### Reading passage ###

I do not have a mac, but my desktop is a triple boot and hackentosh is one of them along with android and windows of course. I don't use the hackentosh part it is for my wife but when I try to use it I just get confused. Some things in mac world are different then the pc users are used to. 

As far for never hearing a mac user complain, my thought on that is their are less mac users then pc users so you wont hear it as much, and mac vs pc cost. We all know that most things are you get what you pay for most pc users spend under $750 for a new pc, but many can be had for as cheap as $300. I think macs start at $1000 and go up fast from that point. I think the build quality of a mac is higher but you pay for it. I also think that with a higher end pc say in the same range as a mac price point is faster and just as good of quality if you pick the right one.

But yes software does seem to be cheaper for many programs just look at OS cost, mountain lion is $20 where as windows 8 is $100.

Those are my opinions on it I personally am in the PC camp as I know how to use them well and what they can do. Plus I like being able to upgrade them often and easily. One last thought is you can download and run a mac OS on a virtual box on your pc to make sure you like the way it functions before you take the leap.


----------



## Kevin (Jan 13, 2013)

Funny you mention this Ken I have been contemplating this also off and on for several years. I've even tried to convert to Ubuntu and then Haiku. I think those weren't as easy as just going Mac. I do believe my next laptop will be a mac book.


----------



## cabomhn (Jan 13, 2013)

###

* Exercise brief
Rewrite the part of the forum thread about Macs and PCs starting with "## Kevin (Jan" and going on through "a mac book.", changing "Ubuntu" to "Linux Mint". The material after this point comes from a different source.

### Records ###

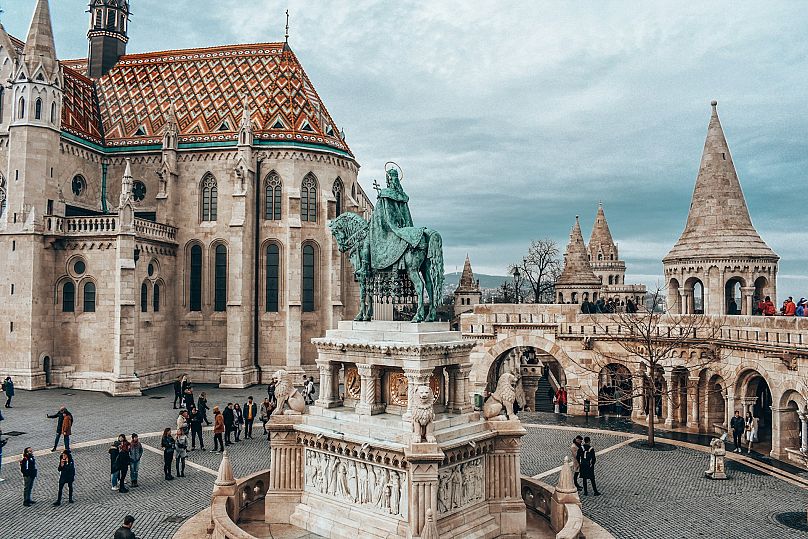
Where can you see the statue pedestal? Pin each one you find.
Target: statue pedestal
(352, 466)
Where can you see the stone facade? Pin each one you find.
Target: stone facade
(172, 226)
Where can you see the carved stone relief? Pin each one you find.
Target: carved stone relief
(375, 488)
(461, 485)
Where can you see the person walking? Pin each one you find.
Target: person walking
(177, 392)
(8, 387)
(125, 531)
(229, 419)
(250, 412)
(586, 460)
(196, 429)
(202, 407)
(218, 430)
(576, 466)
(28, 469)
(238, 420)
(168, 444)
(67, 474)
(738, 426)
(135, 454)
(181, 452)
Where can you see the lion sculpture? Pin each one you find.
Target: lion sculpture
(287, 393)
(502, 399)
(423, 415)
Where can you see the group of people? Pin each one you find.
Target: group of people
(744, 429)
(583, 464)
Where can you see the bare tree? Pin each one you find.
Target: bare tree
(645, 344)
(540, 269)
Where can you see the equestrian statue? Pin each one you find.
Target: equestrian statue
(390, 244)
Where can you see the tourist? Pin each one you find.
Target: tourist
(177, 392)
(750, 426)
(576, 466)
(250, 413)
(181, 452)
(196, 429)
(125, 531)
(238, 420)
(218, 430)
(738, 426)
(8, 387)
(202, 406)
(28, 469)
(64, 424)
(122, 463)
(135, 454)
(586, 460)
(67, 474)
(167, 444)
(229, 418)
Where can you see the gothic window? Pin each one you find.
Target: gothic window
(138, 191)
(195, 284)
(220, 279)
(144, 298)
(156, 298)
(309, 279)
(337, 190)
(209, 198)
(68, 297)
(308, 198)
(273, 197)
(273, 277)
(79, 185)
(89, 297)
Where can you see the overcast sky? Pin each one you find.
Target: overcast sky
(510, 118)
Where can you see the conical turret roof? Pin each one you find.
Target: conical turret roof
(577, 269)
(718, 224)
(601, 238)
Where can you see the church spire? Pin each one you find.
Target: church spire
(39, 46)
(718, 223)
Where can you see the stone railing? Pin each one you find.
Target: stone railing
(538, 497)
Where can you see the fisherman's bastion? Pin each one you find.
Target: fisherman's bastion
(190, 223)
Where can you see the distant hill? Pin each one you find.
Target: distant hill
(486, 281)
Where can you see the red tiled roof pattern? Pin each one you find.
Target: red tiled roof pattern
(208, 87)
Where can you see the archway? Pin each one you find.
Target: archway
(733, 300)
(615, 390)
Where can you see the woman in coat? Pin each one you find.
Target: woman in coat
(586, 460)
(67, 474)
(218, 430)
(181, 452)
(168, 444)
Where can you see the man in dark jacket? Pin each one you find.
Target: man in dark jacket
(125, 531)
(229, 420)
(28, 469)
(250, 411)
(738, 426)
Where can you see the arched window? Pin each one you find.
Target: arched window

###
### Records ###

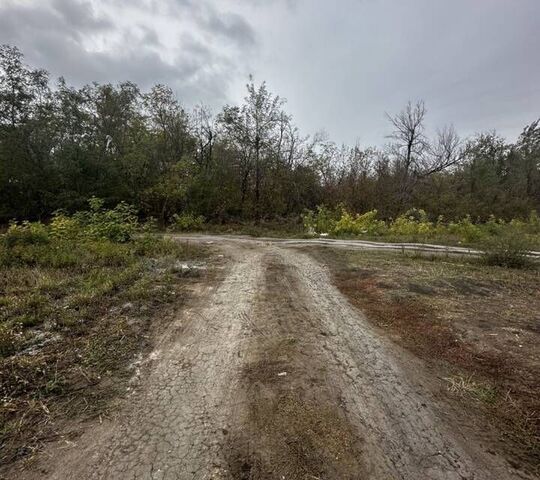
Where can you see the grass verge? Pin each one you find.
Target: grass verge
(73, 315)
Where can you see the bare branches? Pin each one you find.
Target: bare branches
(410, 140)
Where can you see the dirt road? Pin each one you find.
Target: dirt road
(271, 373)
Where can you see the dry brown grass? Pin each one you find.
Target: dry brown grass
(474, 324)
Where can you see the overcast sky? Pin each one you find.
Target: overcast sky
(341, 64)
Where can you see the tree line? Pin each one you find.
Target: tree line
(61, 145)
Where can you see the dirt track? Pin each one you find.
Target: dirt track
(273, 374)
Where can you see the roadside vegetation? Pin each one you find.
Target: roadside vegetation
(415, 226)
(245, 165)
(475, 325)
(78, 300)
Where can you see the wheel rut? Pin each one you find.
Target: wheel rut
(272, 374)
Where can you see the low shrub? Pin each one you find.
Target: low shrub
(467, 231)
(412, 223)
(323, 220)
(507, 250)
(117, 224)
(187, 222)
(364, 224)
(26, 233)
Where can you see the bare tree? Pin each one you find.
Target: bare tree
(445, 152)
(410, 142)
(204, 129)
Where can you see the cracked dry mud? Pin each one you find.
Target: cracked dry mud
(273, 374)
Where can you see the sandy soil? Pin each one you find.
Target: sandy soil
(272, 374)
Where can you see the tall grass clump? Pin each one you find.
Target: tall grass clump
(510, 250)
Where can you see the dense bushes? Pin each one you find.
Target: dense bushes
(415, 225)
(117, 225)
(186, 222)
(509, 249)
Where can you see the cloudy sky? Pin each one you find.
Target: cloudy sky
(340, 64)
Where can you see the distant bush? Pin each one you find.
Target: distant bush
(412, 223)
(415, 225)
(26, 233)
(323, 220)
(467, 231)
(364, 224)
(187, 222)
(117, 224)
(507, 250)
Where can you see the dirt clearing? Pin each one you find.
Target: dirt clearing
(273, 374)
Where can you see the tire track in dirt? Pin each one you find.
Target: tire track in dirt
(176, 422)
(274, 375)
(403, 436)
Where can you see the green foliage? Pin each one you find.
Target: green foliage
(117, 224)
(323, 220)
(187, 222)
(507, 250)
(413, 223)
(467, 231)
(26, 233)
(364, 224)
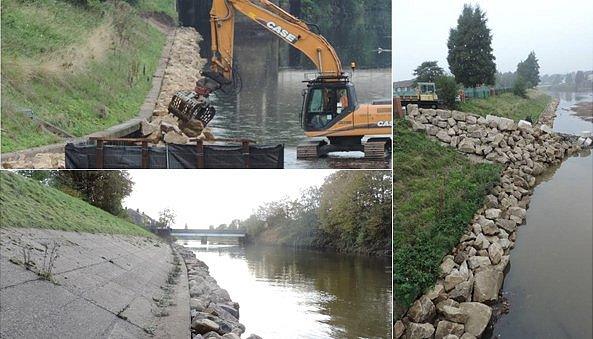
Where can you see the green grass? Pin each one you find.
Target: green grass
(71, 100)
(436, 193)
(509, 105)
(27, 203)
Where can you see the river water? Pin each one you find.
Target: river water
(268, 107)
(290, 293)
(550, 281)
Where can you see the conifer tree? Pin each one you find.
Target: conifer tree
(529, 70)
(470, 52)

###

* Solution
## Kevin (Jan 13, 2013)

Funny you mention this Ken I have been contemplating this also off and on for several years. I've even tried to convert to Linux Mint and then Haiku. I think those weren't as easy as just going Mac. I do believe my next laptop will be a mac book.